Exercise task 1 - Name the five things that the passage on fundamentalism groups together as the package to be restored.

Source document -
[START]

Fundamentalism lulls us into a sleep of childhood, a sleep of simplicity but it is worse than childhood because a child is always questioning and attempting to come out of its innocence bit by bit. Fundamentalism is worse than childhood because it takes us backward, not forward. And with fundamentalism comes its twin sister, prejudice, and its evil brother called violence.


Among my recovering fundie friends, we're continually confronted (and anguished) by the realization of how deeply infantilizing authoritarian culture is. Ahktar notes this, too: but he goes on to point out that the world rewards adulthood by offering much better antidotes to our existential malaise. It's only when these other, better means of coping are closed off to us that the retrogressive offerings of fundamentalism begin to look attractive.

Efficacy, safety, identity – everybody wants to know who they are and are proud of who they are. Suppose your name is Pradeep Saxena and I ask you who’s Pradeep, you say me; I ask you who’s Saxena, that’s your father. Identity has to do with our selves and our sense of belonging to some place. We have to make sure that people are able to maintain their identities and their identities are not threatened. If they have safety, if they have efficacy, if they have identity, if they have opportunities for sexual pleasure and if they have opportunities for generativity or passing on, cultivating, elaborating their myths, language, symbols and rituals and imparting them to the next Orphic generation in a safe, tender, protective and loving way.

If we can restore this package – safety, efficacy, identity, sexuality and generativity – when it is really threatened, or when there is a manufactured threat to it, if we can prove in dialogue, by political discourse, that there is no such threat, then this package can come alive. And when compensating factors are in place then human beings are able to bear the burdens of sanity. And although burdened with sanity they then live life in more peaceful ways – peace outside and peace inside. And when they have peace inside, this is a mixture, a product of post-burdened sense, post-mourning sense, post-realisation that life is complex, difficult, limited and hybrid. When they have an inner peace, and when they know that even this peace that we have is fragile, it comes and goes, then that peace anchors them more solidly in reality and takes them away from dreams, poisonous dreams and dangerous dreams especially.

They grow up, they can tolerate other people and they can tolerate differences. They can even learn from differences and enjoy differences. They know life is limited, they know life is complex; they know that there is no moral certainty. And it is when they live with this attitude that they do not require hate because they don’t hate themselves and they do not need to hate others. And when they don’t need to hate others, they do not need to idealise themselves. And when they do not need to idealise themselves and take this intravenous morphine that fundamentalism offers them then they walk out wide awake, open-armed and with a good and clean heart.

[END]

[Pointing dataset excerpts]
[START]

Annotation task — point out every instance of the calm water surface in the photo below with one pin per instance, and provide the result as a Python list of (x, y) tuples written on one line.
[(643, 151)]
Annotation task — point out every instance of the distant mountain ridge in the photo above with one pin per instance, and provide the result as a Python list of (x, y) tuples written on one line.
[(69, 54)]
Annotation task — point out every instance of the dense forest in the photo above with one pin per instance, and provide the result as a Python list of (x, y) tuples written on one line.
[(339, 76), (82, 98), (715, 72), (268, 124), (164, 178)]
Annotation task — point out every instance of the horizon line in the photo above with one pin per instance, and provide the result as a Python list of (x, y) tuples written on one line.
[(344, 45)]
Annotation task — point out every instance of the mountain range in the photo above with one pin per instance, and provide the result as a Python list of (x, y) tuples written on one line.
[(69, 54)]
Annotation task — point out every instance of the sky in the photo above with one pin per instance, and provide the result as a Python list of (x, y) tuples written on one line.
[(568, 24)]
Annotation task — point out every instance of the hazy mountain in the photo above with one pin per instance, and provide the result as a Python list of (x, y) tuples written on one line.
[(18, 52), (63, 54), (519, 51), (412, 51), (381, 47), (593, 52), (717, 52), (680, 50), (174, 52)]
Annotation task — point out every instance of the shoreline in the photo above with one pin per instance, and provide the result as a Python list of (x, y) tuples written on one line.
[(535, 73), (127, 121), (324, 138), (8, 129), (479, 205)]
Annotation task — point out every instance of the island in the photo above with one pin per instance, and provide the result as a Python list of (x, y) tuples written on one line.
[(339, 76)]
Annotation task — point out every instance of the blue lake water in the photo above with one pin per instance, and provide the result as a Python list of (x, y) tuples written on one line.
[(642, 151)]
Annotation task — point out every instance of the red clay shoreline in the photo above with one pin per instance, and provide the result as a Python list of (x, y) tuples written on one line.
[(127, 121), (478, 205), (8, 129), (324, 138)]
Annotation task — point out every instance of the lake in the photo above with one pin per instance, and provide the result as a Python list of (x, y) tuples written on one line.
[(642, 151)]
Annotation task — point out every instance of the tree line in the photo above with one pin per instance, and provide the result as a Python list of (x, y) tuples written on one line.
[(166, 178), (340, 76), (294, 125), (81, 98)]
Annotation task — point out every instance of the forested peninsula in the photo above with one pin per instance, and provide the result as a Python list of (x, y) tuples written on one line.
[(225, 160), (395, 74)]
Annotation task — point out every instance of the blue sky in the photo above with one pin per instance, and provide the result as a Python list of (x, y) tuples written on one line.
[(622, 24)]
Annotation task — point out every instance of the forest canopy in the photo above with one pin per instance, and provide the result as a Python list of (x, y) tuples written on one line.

[END]

Exercise task 2 - From the rows, copy out verbatim the lines between the one containing "Annotation task — point out every instance of the tree" and the one containing "[(225, 160), (395, 74)]", both of those lines included.

Exercise output 1 - safety, efficacy, identity, sexuality, generativity

Exercise output 2 -
Annotation task — point out every instance of the tree line in the photo above with one pin per instance, and provide the result as a Python list of (x, y) tuples written on one line.
[(166, 178), (340, 76), (294, 125), (81, 98)]
Annotation task — point out every instance of the forested peninsula in the photo above with one pin per instance, and provide the result as a Python list of (x, y) tuples written on one line.
[(225, 160), (395, 74)]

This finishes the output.